#### Data for this exercise ####

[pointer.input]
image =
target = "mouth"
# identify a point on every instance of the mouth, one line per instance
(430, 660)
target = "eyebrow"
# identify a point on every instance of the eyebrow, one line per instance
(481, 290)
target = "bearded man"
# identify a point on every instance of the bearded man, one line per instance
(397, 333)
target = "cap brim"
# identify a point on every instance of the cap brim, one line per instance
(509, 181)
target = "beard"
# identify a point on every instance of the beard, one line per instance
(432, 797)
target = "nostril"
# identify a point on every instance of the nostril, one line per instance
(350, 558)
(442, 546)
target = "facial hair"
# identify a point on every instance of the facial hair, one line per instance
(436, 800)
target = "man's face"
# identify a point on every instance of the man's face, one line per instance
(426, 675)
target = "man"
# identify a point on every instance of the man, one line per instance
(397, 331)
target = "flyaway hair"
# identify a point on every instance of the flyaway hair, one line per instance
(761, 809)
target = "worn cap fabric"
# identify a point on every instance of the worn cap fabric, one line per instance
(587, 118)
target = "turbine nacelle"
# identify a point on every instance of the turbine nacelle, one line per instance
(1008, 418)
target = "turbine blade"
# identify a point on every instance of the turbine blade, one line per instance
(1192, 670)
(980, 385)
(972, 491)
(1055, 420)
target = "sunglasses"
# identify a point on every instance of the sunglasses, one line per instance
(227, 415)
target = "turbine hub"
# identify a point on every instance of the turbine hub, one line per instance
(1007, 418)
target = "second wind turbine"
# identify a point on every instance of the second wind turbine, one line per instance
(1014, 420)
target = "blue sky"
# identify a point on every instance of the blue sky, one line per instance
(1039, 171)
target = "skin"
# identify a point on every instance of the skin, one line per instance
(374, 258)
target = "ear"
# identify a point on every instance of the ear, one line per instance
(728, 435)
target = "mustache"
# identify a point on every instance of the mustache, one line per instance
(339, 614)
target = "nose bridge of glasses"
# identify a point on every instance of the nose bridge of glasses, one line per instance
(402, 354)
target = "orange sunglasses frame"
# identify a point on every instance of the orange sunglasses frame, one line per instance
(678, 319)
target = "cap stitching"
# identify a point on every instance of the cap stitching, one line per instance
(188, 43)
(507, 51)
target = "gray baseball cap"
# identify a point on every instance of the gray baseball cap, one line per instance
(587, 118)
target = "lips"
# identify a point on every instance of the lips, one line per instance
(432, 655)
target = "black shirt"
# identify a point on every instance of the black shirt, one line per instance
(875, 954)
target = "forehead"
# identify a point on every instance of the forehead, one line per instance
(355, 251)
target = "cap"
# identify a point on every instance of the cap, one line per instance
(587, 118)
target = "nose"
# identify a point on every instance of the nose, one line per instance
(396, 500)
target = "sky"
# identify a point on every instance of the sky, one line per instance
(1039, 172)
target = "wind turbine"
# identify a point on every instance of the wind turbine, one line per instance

####

▶ [Written request] Please pull out every line above that contains the word "bridge".

▶ [Exercise solution]
target = "nose bridge of glasses"
# identify a point on every instance of the nose bridge of glasses, one line per instance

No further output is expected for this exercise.